Not very likely, you say, but then who saw the collapse of mortgage-backed securities coming, eh? Anyway...

The problem with Steyn's assessment is that the results of bad choices in the course of an ordinary life "are ultimately within your power to correct." That is not true of systemic failures, even systemic failures that are the result of an accumulation of bad private choices. Individuals can no more remedy the effects on their own lives of a refusal of banks to lend short-term to one another than they can fix a water treatment plant. There can be manmade disasters that threaten public order beyond the core government functions of police protection and the administration of civil liberties. The kind of conservatism that Steyn speaks for in that article, one which denies that collective misfortunes can legitimately require collective remedies, will fall out of fashion for several decades at least.

* * *

Speaking of obsolete persons, I was surfing the news channels over the week, and I found some Fox Business News commentators trying to suggest an alternative to the program of Electus Obama. They had apparently been talking for a while (drinking when the camera was off them, I don't doubt) and they had worked themselves into such a state that they were tittering about how wonderful it would be if the new Administration just declared a year-long holiday for all federal taxes. As with zero-percent interest rates on Treasury bills, we have reached a sort of metaphysical limit here. I checked online to see whether anyone had suggested such a thing in cold blood. The closest suggestion I found was this proposal from the National Retail Federation:

Washington, December 23, 2008 – The National Retail Federation today asked President-elect Barack Obama to incorporate a series of national sales tax holidays into upcoming economic stimulus legislation as an important step toward rebuilding consumer confidence, saying short-term gains from consumer spending and long -term growth from job creation are both needed to achieve economic recovery.

Confidence? When a government gives up on collecting taxes, that does not inspire confidence. It inspires the sort of feeling you get in an elevator when the cable breaks.

* * *

Actually, some people did foresee the securitization crisis. Let me give the last word for the year to Strauss & Howe, whose Fourth Turning was published 11 years ago. Here they speak of a time a little after 2005:

Distrustful of some things, individuals will feel that their survival requires them to distrust more things. This behavior could cascade into a sudden downward spiral, an implosion of societal trust.

If so, this implosion will strike financial markets - and, with that, the economy. Aggressive individualism, institutional decay, and long-term pessimism can proceed only so far before a society loses the level of dependability needed to sustain the division of labor and long-term promise on which a market economy must rest. Through the Unraveling, people have preferred (or, at least, tolerated) the exciting if bewildering trend toward social complexity. But as the Crisis mood congeals, people will [awake] to the jarring realization that they have grown helplessly dependent on a tottering edifice of anonymous transactions and paper guarantees... Americans won't know where their savings are, who their employer is, what their pension is, or how their government works. The era will have left the financial world arbitraged and tentacled: Debtors won't know who holds their notes, homeowners who owns their mortgages, and shareholder runs their equities-and vice versa.

They did not foresee a libertarian reaction. Rather:

In the initial, jerry-built stages [of recovery], people will not be entitled, but authorized to receive whatever they receive from government...Public needs will assume a new shape and urgency.

Strauss & Howe did not say anything about the Grays, however.

════

**ASSIGNED TASK A**
Edit the passage by reproducing everything from "Confidence? When a" down to "the cable breaks.", with "elevator" changed to "airplane".
**ASSIGNED TASK B**
Condense the paragraph of the passage that begins "The problem with Steyn's assessment" into a shorter version that keeps its main facts.

Collected data entries:
════

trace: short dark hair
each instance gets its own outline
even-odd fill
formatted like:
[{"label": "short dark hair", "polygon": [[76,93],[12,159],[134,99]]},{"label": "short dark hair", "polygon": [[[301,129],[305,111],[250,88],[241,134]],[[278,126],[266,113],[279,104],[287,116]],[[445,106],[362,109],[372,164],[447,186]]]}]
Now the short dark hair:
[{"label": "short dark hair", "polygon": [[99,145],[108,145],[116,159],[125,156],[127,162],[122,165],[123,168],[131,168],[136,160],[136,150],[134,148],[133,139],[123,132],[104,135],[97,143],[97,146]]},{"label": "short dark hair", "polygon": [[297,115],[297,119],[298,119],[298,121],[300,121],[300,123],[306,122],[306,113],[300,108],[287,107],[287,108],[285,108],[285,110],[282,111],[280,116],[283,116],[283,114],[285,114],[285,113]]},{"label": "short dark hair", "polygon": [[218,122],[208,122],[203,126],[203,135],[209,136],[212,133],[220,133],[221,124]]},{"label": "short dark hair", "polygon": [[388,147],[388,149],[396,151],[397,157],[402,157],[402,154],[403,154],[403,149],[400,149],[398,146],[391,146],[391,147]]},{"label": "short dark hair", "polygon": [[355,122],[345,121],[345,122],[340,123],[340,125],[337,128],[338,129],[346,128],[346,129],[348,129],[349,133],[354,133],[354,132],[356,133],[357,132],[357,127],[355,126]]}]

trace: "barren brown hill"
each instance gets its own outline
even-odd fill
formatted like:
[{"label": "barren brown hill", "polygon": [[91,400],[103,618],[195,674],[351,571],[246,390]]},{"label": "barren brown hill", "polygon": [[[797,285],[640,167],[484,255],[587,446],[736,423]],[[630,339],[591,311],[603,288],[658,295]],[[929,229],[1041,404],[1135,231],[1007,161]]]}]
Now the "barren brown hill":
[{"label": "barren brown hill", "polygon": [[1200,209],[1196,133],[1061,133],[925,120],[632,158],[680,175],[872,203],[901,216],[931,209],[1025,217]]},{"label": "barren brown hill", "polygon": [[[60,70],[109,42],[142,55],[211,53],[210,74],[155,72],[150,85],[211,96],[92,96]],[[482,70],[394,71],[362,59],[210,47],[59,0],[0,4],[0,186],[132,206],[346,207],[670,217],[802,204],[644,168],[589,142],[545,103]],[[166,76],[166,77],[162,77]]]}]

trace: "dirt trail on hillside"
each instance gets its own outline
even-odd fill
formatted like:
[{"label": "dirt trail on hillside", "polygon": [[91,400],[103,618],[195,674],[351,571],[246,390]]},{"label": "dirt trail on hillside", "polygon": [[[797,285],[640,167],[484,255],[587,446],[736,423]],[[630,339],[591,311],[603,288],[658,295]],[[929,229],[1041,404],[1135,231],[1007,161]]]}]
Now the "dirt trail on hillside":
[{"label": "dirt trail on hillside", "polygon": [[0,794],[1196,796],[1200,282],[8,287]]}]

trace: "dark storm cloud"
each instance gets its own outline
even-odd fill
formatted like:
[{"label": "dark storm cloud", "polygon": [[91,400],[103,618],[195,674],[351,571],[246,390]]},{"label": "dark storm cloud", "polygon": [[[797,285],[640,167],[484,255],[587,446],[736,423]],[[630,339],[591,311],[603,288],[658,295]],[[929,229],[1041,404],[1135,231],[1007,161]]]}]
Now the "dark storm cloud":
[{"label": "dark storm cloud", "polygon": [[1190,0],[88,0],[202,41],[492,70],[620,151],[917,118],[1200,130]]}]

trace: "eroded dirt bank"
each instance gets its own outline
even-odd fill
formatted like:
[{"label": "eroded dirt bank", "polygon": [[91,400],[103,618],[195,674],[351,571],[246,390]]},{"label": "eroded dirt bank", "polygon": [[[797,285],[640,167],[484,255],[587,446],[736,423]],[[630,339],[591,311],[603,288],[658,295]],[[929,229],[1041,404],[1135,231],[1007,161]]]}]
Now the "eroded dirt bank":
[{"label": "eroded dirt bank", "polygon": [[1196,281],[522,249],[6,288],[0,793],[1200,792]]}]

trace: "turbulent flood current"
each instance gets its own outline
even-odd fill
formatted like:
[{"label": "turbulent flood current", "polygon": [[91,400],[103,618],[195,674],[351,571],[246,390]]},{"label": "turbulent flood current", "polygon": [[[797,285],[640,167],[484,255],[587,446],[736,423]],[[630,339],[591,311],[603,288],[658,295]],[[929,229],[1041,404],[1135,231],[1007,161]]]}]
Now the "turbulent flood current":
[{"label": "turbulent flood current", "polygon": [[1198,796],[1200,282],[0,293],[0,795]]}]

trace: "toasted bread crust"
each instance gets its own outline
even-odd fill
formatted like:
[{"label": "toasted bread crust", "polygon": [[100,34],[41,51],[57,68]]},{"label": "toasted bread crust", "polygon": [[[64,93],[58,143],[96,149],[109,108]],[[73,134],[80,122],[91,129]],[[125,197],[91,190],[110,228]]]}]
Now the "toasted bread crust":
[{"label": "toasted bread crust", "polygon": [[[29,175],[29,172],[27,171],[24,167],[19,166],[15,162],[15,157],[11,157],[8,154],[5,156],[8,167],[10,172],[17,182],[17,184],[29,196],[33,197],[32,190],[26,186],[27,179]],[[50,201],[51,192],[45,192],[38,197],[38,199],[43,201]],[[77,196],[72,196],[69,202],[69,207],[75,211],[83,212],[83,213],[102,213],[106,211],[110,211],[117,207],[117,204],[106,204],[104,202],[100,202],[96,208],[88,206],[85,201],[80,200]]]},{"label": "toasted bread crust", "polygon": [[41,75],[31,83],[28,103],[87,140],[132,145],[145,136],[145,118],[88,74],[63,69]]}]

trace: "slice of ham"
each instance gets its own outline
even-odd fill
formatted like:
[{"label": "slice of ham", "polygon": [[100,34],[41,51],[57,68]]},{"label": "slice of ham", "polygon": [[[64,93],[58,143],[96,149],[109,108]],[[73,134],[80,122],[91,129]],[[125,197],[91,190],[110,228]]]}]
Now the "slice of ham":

════

**ANSWER AREA A**
Confidence? When a government gives up on collecting taxes, that does not inspire confidence. It inspires the sort of feeling you get in an airplane when the cable breaks.

**ANSWER AREA B**
Steyn holds that the results of bad choices in ordinary life are ultimately within one's power to correct, but this is not true of systemic failures, even those arising from accumulated bad private choices. Individuals can no more remedy the effects of banks refusing to lend short-term to one another than they can fix a water treatment plant. Manmade disasters can threaten public order beyond police protection and the administration of civil liberties. The conservatism Steyn speaks for, which denies that collective misfortunes can legitimately require collective remedies, will fall out of fashion for several decades at least.